Extracted material:
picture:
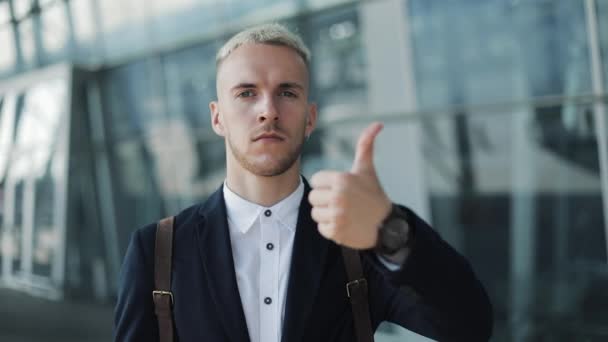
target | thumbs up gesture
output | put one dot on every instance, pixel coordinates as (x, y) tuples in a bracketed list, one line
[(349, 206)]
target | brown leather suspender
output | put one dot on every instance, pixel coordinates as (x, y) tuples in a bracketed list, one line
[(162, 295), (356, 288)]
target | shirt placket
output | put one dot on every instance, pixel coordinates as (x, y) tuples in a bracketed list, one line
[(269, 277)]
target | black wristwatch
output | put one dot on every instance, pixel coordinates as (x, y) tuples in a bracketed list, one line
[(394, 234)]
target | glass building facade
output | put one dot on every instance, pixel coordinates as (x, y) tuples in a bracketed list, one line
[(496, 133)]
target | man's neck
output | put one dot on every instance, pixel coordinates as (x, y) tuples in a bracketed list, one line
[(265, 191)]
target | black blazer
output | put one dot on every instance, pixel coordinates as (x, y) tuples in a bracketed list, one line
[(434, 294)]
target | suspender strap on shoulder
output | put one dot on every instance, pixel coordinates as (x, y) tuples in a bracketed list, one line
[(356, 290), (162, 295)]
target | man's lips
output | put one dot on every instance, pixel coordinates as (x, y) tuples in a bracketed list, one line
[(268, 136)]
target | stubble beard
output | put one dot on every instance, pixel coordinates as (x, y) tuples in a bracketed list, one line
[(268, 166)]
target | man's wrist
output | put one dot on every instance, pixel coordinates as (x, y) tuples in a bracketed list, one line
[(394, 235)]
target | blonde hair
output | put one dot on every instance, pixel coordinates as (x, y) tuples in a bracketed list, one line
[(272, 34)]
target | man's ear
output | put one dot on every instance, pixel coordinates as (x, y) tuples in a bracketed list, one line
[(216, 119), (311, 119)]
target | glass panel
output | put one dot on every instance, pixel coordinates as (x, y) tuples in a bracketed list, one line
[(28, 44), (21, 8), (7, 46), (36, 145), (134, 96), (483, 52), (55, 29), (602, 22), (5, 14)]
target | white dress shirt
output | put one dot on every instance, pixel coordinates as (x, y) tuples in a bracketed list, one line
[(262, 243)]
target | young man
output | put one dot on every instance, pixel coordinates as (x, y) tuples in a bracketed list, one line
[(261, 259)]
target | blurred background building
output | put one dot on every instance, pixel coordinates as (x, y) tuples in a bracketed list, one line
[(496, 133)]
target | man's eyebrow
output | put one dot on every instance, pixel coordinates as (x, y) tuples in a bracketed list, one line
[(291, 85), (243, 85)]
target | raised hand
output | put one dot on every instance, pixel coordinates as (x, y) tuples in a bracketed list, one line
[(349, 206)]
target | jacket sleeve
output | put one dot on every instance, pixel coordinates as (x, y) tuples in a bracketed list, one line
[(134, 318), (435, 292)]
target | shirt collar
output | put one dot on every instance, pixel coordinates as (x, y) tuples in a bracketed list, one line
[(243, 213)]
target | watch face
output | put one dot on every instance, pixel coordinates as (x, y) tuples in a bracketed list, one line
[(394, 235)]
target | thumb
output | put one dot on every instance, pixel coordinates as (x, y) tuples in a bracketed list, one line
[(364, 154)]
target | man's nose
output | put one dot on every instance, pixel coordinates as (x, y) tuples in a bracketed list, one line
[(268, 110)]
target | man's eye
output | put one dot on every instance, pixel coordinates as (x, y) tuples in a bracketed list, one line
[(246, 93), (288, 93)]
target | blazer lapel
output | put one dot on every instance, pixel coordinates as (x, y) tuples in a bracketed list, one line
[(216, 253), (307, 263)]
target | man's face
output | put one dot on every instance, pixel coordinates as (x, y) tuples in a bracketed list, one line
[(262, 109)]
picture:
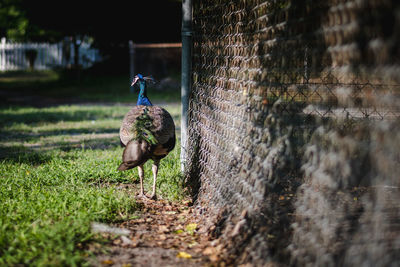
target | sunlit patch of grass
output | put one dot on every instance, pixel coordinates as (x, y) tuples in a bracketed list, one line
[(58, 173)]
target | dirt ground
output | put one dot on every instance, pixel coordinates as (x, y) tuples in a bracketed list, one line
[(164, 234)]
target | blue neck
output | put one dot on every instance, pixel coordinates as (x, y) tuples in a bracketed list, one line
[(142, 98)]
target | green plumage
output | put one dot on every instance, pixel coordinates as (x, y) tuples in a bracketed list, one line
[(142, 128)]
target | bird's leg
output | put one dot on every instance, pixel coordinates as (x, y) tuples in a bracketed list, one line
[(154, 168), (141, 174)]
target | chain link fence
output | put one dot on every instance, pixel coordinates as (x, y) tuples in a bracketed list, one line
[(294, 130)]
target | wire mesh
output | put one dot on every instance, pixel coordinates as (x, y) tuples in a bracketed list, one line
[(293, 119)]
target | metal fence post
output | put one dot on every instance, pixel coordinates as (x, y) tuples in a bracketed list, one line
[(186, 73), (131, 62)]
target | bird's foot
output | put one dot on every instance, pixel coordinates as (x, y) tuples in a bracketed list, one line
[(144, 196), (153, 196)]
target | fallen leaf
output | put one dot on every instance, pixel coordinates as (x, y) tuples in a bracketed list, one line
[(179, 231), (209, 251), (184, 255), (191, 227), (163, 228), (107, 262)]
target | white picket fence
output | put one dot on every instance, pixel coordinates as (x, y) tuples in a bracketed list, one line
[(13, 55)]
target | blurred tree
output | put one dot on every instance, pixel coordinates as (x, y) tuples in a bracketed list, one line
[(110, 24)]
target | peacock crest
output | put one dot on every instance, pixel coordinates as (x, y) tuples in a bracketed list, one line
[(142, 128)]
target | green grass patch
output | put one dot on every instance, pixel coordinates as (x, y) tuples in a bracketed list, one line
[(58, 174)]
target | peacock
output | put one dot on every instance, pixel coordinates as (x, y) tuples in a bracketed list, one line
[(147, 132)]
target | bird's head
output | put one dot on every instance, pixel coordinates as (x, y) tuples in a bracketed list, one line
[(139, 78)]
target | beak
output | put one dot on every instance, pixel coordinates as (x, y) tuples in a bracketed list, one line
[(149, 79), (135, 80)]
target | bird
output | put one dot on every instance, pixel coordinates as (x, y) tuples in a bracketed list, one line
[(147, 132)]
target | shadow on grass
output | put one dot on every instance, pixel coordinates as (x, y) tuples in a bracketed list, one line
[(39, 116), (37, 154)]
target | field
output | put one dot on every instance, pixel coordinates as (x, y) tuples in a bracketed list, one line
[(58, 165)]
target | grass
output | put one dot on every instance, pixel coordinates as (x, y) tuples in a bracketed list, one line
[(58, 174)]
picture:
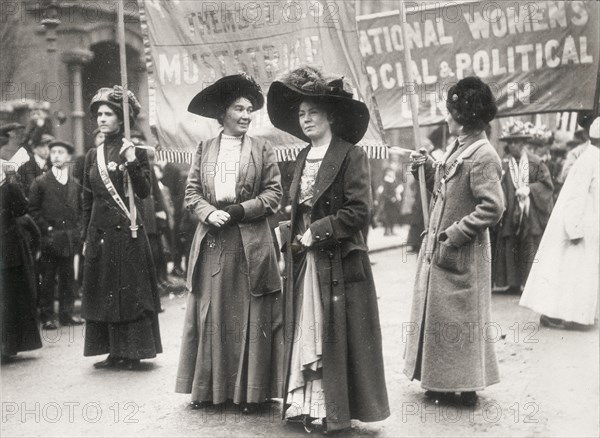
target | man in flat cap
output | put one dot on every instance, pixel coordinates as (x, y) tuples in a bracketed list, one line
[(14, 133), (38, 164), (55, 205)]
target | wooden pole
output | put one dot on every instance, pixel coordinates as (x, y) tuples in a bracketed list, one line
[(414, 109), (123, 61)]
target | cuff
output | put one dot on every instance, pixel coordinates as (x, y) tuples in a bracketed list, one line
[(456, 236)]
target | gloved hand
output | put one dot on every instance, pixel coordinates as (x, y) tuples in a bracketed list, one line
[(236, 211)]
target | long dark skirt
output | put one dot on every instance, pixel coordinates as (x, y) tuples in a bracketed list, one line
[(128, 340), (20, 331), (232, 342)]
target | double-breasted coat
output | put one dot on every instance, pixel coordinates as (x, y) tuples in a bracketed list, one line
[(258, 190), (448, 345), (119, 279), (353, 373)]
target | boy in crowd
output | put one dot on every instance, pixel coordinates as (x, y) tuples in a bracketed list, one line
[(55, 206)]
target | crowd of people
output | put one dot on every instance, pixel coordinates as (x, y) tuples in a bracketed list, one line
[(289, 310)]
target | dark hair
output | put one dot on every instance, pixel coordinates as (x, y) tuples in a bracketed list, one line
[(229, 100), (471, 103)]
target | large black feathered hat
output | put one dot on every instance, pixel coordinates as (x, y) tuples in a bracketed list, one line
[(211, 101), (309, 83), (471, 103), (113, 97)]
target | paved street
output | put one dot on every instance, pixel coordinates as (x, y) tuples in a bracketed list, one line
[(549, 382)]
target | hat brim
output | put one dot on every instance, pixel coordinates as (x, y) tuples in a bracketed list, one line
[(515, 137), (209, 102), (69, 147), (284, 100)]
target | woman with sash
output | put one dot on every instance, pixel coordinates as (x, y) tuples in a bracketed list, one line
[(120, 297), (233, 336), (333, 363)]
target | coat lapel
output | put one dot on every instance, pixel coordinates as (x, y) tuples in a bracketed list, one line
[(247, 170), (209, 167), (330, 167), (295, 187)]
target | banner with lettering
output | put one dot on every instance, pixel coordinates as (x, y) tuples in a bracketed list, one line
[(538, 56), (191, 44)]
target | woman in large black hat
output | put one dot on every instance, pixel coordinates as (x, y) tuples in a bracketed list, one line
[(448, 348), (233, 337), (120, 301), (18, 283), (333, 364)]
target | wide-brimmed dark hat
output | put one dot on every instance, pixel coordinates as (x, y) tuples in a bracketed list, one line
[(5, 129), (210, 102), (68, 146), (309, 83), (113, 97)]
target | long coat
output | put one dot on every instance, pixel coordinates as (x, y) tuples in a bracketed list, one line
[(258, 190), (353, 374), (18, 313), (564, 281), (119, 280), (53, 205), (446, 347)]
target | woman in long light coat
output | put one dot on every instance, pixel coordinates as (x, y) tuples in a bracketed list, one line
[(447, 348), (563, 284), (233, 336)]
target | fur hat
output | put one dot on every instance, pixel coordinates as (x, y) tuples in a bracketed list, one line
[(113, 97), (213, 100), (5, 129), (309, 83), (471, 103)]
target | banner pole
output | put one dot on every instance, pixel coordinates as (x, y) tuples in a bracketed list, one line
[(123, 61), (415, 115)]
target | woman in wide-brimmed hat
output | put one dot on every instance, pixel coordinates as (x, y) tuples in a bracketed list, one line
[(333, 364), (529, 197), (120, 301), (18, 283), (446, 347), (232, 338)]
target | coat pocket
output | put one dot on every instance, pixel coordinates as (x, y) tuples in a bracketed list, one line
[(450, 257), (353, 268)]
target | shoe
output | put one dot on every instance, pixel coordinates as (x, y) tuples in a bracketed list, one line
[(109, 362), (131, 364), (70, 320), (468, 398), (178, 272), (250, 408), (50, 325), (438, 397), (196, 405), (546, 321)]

---

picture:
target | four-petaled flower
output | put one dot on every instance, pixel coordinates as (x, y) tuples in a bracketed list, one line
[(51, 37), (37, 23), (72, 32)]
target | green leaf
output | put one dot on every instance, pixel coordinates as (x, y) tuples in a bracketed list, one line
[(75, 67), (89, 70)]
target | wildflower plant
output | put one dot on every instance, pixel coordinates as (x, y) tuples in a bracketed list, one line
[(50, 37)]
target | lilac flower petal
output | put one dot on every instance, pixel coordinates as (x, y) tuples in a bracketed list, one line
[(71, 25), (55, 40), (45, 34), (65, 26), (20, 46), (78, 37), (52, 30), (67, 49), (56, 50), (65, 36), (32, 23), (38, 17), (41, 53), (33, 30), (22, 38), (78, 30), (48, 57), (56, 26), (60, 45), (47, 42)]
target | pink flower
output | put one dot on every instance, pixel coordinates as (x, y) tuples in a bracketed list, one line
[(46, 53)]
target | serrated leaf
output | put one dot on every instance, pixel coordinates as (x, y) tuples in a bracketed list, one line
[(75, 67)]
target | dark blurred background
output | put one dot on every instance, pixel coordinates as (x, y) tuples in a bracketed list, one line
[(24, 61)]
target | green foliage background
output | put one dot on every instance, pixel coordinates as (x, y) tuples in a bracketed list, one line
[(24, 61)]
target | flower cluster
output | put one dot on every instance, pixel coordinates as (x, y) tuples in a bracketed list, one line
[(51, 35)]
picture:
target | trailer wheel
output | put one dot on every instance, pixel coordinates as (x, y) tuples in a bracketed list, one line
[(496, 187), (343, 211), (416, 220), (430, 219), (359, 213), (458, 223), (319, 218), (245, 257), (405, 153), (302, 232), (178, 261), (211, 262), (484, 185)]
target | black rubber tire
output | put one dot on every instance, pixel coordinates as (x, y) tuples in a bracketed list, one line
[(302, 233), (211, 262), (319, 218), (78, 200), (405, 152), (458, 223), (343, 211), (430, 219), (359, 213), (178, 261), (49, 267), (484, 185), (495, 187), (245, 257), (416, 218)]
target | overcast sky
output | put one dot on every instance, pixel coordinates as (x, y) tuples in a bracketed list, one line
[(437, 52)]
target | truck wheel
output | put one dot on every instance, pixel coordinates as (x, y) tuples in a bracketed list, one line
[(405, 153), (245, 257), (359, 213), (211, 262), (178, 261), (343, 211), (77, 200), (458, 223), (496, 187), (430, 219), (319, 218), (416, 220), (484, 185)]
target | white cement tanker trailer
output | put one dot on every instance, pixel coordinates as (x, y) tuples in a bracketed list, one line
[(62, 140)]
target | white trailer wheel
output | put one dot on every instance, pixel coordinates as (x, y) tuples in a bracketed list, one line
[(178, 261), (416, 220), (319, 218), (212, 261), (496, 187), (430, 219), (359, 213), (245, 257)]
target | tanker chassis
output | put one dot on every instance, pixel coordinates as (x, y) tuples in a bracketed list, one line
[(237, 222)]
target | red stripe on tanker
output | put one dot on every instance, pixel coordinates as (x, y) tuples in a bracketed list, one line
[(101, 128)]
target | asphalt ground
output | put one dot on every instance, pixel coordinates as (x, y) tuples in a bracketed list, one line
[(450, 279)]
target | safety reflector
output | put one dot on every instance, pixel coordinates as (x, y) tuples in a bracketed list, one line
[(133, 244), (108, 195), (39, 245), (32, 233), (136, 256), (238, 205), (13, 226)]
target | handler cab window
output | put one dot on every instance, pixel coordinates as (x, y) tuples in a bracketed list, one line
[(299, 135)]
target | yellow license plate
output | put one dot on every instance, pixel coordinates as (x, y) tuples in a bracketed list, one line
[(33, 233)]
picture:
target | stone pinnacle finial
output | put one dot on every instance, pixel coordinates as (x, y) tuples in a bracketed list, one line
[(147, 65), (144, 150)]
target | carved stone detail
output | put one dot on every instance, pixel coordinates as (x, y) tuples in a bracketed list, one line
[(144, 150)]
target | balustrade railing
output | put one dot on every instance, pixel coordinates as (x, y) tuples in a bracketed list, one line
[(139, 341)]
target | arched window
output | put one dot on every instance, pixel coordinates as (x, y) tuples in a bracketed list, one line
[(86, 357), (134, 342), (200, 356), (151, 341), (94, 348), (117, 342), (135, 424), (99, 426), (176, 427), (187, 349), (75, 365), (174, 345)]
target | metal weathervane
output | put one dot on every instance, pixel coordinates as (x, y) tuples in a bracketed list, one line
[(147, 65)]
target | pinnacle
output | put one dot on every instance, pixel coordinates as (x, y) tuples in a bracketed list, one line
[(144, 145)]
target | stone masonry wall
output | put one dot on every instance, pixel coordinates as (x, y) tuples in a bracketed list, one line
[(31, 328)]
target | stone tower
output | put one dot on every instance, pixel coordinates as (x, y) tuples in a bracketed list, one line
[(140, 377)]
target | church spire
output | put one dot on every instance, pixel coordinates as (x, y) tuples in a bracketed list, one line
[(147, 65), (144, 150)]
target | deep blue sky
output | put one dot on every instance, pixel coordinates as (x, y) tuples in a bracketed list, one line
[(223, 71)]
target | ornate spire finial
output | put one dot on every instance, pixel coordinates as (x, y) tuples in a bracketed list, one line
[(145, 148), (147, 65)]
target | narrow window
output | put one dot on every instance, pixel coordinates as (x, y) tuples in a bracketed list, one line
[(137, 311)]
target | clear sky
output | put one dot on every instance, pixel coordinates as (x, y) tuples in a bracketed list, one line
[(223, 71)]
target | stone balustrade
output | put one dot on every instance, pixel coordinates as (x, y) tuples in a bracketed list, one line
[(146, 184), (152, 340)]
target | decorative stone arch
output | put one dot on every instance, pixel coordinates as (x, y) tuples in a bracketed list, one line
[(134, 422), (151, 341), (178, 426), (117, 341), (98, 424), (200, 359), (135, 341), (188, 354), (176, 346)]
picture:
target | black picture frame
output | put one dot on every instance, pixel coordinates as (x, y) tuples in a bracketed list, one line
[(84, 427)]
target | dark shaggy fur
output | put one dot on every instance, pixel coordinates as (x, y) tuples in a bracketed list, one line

Work request: Would you filter the records and copy each line that contains the word "shirt"?

Result of this exercise:
target | shirt placket
target | white dress shirt
target | shirt collar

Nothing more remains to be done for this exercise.